A password-spray attack is where a miscreant tries to log into a number of accounts using one password, then waiting a while and trying again with another password, and repeating this over and over.
It's a type of brute-force attack designed to avoid tripping monitoring systems that catch multiple failed logins to one account in a short period of time.
Password spraying is more subtle, and when an account with a weak password is identified by the attackers, they can use that to start drilling into the IT estate.
After gaining initial access to a non-production Microsoft system, the intruders compromised a legacy test OAuth application that had access to the Windows giant's corporate IT environment.
The actor created additional malicious OAuth applications.
They created a new user account to grant consent in the Microsoft corporate environment to the actor controlled malicious OAuth applications.
The threat actor then used the legacy test OAuth application to grant them the Office 365 Exchange Online full access as app role, which allows access to mailboxes.

Image listing entries for named regions:

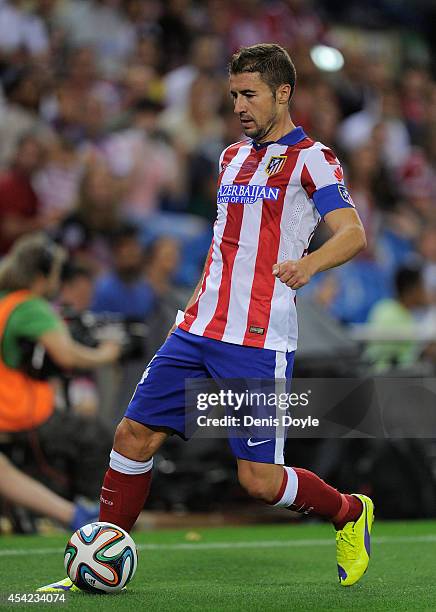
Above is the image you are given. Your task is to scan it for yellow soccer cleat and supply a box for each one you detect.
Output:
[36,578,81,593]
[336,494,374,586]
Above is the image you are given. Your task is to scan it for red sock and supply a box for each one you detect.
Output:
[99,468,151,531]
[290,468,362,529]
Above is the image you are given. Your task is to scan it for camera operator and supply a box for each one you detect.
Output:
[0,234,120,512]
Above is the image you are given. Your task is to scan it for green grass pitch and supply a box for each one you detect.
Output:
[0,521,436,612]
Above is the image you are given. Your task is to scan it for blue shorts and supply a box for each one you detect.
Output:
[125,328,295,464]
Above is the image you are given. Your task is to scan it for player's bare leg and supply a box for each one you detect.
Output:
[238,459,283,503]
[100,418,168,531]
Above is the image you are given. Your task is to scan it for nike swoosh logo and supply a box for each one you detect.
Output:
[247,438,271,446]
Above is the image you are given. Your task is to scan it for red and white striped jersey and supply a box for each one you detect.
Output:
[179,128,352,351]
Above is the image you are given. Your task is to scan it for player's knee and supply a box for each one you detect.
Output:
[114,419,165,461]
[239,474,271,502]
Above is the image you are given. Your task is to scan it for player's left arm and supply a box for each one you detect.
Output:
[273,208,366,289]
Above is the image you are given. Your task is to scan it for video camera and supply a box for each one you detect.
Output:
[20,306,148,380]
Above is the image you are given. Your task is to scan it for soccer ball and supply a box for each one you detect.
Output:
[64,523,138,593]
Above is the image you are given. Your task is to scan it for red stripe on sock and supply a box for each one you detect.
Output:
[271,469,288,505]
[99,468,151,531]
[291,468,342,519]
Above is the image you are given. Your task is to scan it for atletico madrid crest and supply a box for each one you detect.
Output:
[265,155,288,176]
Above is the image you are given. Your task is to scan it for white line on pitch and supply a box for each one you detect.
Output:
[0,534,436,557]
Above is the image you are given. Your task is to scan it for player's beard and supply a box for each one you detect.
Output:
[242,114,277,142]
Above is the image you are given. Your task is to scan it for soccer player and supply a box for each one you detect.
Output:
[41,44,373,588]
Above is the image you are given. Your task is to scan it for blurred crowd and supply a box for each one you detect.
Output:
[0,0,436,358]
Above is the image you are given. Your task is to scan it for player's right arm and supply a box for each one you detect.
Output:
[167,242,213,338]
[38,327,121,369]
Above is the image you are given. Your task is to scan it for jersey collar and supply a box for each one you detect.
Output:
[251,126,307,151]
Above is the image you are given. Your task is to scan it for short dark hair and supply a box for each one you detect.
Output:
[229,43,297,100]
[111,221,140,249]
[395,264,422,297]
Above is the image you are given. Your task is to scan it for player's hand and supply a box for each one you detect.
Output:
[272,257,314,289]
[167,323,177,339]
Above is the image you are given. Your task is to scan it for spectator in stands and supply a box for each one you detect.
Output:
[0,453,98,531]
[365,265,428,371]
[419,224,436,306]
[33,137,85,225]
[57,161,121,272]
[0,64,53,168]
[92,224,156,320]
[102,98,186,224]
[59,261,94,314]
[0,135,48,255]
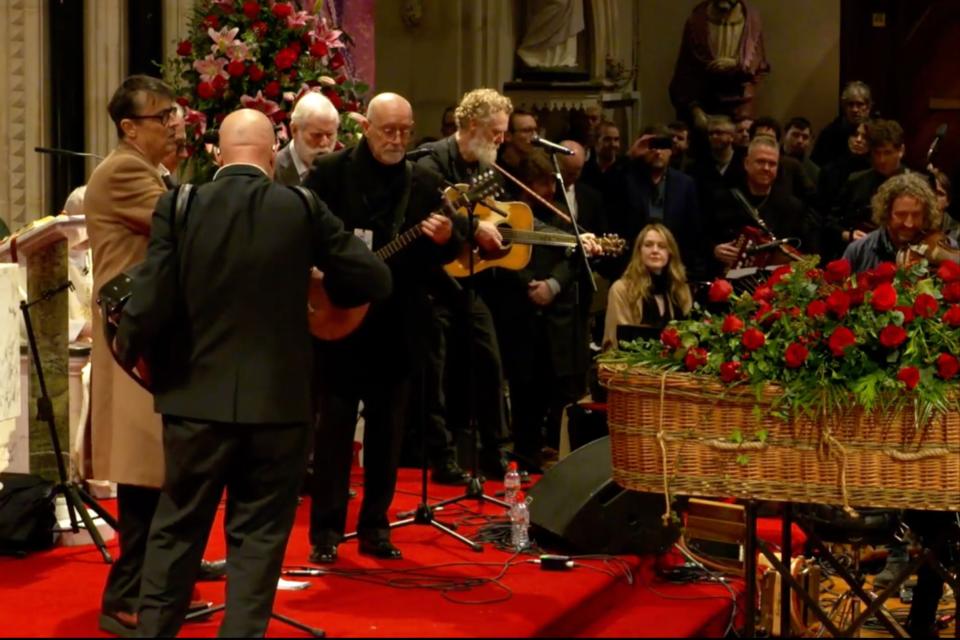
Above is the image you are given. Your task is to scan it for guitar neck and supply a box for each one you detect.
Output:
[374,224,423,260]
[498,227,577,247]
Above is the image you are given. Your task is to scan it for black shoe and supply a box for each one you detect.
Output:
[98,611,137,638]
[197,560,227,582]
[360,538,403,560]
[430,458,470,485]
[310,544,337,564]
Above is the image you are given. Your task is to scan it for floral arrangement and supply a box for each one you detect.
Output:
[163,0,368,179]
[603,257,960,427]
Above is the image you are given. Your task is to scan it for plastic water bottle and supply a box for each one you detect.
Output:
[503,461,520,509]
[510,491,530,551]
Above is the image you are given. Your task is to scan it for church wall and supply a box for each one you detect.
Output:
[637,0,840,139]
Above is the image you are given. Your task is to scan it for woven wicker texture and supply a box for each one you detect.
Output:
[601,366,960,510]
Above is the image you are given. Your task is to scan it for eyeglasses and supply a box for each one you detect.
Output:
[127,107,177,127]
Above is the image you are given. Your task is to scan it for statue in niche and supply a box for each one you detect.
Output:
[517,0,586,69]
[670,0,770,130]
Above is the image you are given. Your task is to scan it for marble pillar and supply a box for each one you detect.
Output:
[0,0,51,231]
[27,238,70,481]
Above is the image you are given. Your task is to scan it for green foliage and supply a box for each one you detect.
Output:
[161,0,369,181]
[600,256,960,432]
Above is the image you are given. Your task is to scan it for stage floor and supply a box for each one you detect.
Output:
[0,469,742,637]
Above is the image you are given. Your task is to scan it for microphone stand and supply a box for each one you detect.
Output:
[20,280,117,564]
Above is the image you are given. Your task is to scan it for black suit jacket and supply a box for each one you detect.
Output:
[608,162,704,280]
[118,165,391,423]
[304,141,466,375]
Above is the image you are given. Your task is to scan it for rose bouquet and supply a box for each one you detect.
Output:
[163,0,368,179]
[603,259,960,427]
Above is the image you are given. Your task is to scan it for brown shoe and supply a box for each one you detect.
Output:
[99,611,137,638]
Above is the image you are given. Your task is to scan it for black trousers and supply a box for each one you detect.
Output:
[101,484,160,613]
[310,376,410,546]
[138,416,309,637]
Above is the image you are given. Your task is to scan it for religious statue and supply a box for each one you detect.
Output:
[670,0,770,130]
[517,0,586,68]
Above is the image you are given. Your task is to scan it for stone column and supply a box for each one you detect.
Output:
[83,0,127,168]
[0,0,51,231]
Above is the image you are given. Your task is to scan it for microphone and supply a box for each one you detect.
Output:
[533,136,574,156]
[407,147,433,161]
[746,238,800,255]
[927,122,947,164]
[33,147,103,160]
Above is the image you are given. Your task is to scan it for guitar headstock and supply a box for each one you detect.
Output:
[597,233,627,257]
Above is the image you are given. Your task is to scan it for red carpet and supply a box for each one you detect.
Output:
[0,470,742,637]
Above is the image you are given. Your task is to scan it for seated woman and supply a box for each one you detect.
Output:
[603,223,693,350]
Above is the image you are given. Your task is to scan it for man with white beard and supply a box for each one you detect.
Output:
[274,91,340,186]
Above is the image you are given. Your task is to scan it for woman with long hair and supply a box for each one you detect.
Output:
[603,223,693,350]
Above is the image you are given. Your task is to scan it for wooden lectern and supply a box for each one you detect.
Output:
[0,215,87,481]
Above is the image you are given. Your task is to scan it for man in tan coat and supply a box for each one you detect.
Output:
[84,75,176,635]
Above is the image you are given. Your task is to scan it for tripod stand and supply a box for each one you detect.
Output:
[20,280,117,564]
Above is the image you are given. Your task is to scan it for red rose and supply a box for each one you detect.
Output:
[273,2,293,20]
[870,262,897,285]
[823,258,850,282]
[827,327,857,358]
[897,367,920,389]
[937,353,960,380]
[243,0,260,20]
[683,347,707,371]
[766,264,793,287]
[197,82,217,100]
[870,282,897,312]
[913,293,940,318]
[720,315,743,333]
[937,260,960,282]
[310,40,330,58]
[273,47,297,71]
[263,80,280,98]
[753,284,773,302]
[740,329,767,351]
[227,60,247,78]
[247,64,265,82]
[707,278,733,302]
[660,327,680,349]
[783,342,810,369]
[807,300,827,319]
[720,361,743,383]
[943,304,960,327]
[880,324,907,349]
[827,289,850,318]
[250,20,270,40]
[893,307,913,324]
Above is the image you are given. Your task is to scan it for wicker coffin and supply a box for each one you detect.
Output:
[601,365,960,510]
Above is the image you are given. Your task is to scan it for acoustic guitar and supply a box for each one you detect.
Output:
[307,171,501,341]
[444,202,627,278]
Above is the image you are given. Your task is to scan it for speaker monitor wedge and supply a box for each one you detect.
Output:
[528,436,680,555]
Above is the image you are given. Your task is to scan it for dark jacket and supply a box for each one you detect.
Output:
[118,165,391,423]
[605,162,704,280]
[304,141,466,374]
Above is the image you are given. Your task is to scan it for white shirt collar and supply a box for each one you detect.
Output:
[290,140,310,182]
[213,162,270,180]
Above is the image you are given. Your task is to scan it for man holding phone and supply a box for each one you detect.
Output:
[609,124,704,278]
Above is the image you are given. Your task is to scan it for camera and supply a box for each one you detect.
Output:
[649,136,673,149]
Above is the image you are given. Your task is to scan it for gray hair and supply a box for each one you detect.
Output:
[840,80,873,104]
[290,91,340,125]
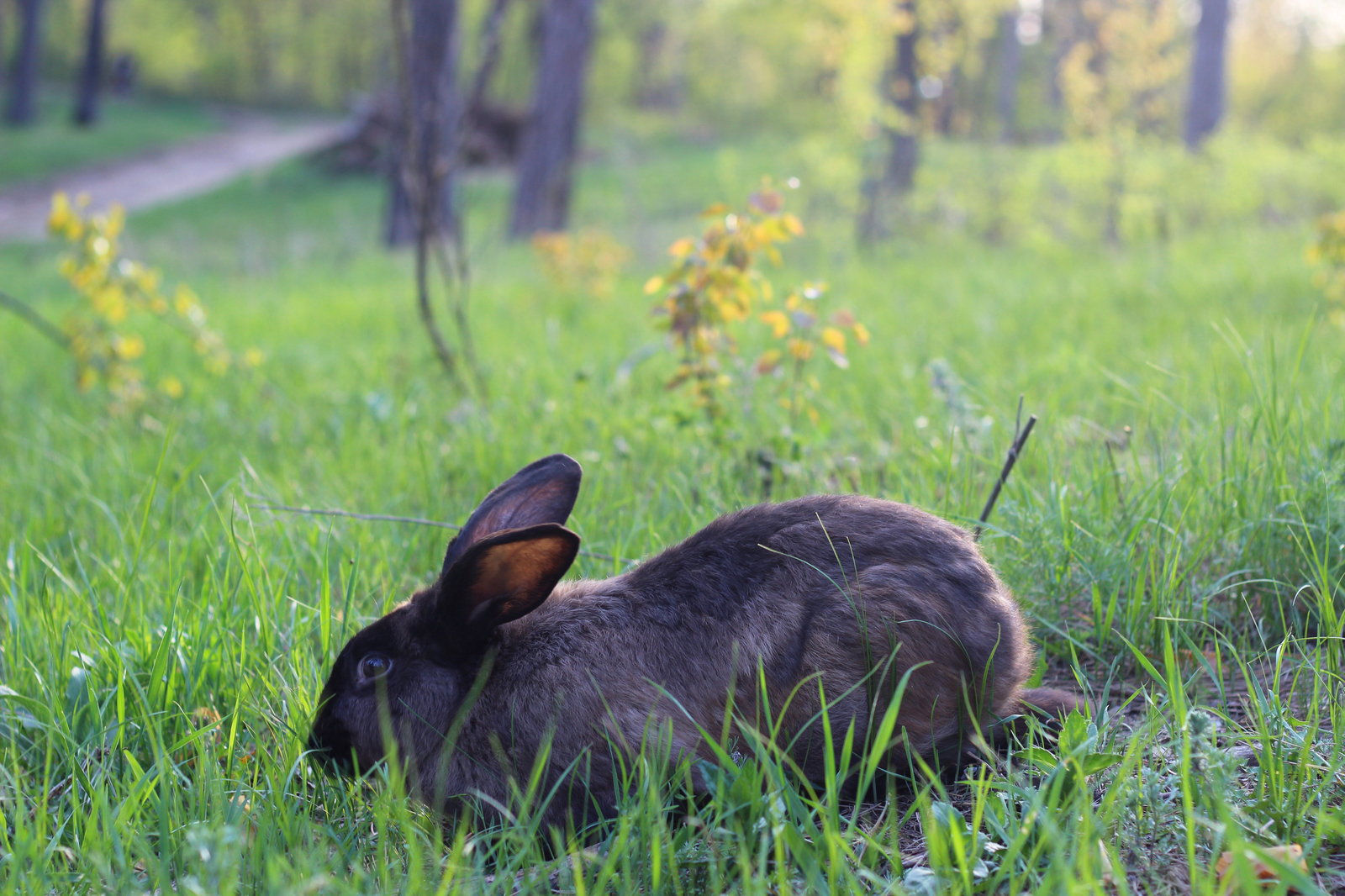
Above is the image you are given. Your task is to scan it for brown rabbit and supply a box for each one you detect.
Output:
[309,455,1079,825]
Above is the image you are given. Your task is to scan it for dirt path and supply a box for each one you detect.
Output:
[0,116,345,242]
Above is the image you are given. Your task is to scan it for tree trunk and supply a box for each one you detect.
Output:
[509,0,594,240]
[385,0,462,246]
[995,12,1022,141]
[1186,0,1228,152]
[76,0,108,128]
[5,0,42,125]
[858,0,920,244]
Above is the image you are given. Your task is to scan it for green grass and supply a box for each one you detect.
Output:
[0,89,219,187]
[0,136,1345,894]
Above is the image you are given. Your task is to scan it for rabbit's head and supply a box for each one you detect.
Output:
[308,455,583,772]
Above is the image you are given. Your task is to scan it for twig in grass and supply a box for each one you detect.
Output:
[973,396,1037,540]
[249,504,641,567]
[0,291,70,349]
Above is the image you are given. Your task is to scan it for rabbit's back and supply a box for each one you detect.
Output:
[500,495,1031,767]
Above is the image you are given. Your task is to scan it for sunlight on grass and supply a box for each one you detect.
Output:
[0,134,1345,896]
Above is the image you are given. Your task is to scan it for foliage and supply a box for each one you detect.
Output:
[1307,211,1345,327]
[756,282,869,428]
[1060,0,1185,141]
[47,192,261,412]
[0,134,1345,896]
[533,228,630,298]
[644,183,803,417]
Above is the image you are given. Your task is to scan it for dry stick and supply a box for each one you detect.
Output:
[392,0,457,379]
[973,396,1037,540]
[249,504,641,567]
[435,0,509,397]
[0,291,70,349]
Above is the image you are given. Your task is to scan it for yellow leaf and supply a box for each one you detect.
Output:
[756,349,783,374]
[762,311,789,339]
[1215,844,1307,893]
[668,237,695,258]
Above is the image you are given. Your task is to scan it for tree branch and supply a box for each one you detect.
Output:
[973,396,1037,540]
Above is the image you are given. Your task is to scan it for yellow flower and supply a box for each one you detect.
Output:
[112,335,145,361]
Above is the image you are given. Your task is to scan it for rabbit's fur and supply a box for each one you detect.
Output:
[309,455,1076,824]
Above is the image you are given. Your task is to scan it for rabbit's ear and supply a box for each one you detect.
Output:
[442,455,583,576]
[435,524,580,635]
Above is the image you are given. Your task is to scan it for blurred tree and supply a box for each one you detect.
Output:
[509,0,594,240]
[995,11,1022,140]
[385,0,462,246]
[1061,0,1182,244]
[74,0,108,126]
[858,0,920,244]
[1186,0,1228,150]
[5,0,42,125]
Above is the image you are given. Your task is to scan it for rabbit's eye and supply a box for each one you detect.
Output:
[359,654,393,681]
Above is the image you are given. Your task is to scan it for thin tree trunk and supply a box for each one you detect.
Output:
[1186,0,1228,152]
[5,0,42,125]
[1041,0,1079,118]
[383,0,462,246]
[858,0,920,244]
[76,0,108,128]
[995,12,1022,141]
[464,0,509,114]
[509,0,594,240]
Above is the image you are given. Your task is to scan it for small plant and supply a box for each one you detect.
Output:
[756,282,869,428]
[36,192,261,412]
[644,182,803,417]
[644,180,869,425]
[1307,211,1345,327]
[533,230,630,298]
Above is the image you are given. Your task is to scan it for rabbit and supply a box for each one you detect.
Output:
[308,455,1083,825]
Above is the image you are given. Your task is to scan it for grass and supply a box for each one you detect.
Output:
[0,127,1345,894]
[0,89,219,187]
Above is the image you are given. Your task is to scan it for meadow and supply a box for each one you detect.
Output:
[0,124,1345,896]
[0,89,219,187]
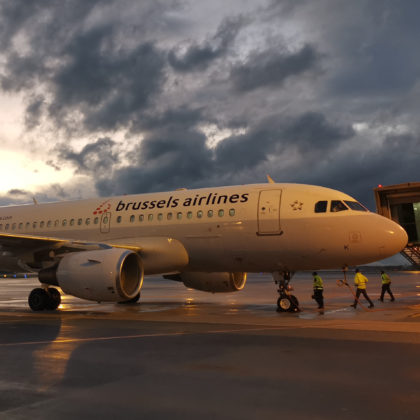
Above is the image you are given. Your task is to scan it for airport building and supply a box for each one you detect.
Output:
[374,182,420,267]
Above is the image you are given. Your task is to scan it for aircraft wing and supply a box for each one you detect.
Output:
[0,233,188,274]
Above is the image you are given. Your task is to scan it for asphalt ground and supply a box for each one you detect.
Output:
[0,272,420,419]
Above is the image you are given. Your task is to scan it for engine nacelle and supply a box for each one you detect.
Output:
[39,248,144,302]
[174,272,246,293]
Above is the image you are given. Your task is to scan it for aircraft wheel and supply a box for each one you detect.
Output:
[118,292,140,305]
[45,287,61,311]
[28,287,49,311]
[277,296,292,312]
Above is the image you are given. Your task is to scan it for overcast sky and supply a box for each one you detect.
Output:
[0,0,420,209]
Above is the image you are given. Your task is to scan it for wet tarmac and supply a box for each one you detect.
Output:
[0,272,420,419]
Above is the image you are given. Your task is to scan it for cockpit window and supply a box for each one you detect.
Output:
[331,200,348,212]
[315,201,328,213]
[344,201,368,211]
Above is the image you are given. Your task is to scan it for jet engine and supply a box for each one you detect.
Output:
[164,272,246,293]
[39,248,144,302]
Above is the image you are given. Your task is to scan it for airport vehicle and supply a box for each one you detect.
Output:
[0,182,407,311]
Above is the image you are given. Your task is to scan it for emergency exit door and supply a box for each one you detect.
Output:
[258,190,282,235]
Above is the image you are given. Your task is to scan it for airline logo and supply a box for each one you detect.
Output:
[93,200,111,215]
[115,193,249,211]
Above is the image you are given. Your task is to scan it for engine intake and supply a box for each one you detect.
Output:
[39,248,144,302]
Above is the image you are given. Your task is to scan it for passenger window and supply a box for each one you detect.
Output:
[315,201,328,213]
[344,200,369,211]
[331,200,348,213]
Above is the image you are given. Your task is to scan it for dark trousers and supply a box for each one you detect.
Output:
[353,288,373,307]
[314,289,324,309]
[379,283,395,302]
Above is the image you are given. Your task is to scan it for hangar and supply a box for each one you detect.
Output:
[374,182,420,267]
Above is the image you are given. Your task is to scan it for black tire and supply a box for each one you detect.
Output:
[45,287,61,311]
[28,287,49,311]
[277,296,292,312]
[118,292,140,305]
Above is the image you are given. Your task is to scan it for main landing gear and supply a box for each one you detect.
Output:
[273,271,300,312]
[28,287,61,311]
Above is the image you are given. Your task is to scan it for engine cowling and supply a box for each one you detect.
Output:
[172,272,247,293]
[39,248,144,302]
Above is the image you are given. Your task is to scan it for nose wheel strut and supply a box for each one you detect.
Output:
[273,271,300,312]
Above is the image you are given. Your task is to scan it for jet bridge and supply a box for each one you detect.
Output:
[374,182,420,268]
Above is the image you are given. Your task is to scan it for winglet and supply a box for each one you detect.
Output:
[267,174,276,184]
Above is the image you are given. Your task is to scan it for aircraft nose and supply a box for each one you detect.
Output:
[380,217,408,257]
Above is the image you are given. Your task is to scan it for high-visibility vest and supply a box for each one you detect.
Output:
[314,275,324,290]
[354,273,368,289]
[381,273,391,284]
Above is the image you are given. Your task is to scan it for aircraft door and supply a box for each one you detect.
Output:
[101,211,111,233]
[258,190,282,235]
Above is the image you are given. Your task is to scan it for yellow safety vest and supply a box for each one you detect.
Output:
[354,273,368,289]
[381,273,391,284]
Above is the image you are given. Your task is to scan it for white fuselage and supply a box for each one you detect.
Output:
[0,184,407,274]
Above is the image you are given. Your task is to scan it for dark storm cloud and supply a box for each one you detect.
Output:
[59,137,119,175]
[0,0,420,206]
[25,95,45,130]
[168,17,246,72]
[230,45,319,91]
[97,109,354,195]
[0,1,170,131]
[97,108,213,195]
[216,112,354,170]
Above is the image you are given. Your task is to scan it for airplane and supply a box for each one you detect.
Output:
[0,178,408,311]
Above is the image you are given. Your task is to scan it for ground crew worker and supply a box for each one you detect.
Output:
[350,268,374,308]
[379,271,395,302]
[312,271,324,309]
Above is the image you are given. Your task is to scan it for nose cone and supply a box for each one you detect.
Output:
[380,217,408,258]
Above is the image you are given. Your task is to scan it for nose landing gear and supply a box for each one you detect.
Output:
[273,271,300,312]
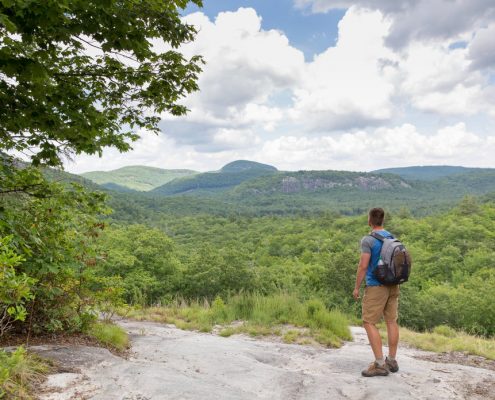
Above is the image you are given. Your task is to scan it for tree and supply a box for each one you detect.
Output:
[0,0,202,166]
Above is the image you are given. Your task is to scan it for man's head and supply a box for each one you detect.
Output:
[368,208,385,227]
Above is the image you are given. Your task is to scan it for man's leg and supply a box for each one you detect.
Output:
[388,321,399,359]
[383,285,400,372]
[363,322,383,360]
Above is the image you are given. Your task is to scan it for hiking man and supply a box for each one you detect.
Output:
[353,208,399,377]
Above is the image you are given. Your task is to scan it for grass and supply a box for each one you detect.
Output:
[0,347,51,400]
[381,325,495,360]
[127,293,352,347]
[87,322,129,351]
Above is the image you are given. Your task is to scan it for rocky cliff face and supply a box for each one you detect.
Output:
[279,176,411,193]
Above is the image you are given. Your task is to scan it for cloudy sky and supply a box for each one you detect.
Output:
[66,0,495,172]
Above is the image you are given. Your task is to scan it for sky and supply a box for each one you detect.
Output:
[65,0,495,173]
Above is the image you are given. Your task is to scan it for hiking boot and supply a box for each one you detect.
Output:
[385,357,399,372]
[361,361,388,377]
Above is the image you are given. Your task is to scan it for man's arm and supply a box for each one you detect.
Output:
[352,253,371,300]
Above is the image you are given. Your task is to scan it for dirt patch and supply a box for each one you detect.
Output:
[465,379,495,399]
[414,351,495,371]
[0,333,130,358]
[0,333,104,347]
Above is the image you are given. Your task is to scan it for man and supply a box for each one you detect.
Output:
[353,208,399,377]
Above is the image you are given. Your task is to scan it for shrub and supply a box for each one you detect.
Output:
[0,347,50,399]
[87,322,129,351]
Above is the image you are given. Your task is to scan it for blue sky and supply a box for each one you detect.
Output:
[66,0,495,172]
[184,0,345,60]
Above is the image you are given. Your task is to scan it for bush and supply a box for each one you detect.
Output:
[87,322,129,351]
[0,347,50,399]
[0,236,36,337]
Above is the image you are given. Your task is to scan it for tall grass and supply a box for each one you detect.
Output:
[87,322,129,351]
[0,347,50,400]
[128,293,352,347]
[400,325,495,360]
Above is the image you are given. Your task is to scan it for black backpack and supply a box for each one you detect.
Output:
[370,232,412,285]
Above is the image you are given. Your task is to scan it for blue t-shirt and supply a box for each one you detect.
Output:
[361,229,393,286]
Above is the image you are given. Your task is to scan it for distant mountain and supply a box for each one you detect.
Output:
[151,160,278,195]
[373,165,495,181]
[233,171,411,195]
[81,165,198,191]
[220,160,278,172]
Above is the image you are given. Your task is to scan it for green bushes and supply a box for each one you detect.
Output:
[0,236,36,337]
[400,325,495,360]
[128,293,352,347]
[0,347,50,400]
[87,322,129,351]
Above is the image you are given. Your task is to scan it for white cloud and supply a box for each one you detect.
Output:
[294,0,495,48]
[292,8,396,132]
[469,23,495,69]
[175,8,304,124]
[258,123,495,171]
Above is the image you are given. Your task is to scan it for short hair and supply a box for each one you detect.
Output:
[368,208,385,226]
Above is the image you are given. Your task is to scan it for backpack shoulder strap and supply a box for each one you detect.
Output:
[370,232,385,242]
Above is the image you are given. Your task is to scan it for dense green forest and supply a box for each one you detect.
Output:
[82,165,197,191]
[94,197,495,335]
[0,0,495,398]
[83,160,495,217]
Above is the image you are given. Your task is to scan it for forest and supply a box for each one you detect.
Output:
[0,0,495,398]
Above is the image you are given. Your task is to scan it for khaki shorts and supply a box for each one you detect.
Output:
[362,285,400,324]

DIRECTION A: From the text on the password-spray attack, list every action the intruders took after gaining initial access to a non-production Microsoft system.
DIRECTION B: In the listing, switch "Output" to "Result" from the line with "for red rose" to the line with "[528,436,680,555]", changing nothing else. Return only those lines.

WRITTEN RESPONSE A:
- Compromised a legacy test OAuth application that had access to Microsoft's corporate IT environment
- Created additional malicious OAuth applications
- Created a new user account to grant consent in the Microsoft corporate environment to the actor-controlled malicious OAuth applications
- Used the legacy test OAuth application to grant themselves the Office 365 Exchange Online full access as app role, which allows access to mailboxes

WRITTEN RESPONSE B:
Above is the image you are given. Your task is to scan it for red rose and supply a box for each one you detect.
Result:
[273,2,293,20]
[870,262,897,285]
[823,258,850,282]
[827,327,857,358]
[897,367,920,389]
[937,353,960,380]
[243,0,260,20]
[683,347,707,371]
[766,264,793,287]
[197,82,217,100]
[870,282,897,312]
[913,293,940,318]
[720,315,743,333]
[937,260,960,282]
[310,40,330,58]
[273,47,297,71]
[263,80,280,98]
[753,284,773,302]
[740,329,767,351]
[227,60,247,78]
[247,64,265,82]
[707,278,733,302]
[660,327,680,349]
[783,342,810,369]
[807,300,827,319]
[720,361,743,383]
[943,304,960,327]
[880,324,907,349]
[827,289,850,318]
[250,20,270,40]
[893,307,913,324]
Above is the image you are given. Your task is to scan it for wicker coffin and supply a box for each one you detect.
Result:
[601,365,960,510]
Above is the image you are given. Your task is to scan it for acoustic guitar and supply a box for each one you detect.
Result:
[307,171,501,341]
[444,202,627,278]
Above is the image you are given. Your task is to scan it for speaker monitor wedge and supply a box for each one you detect.
Result:
[528,436,680,555]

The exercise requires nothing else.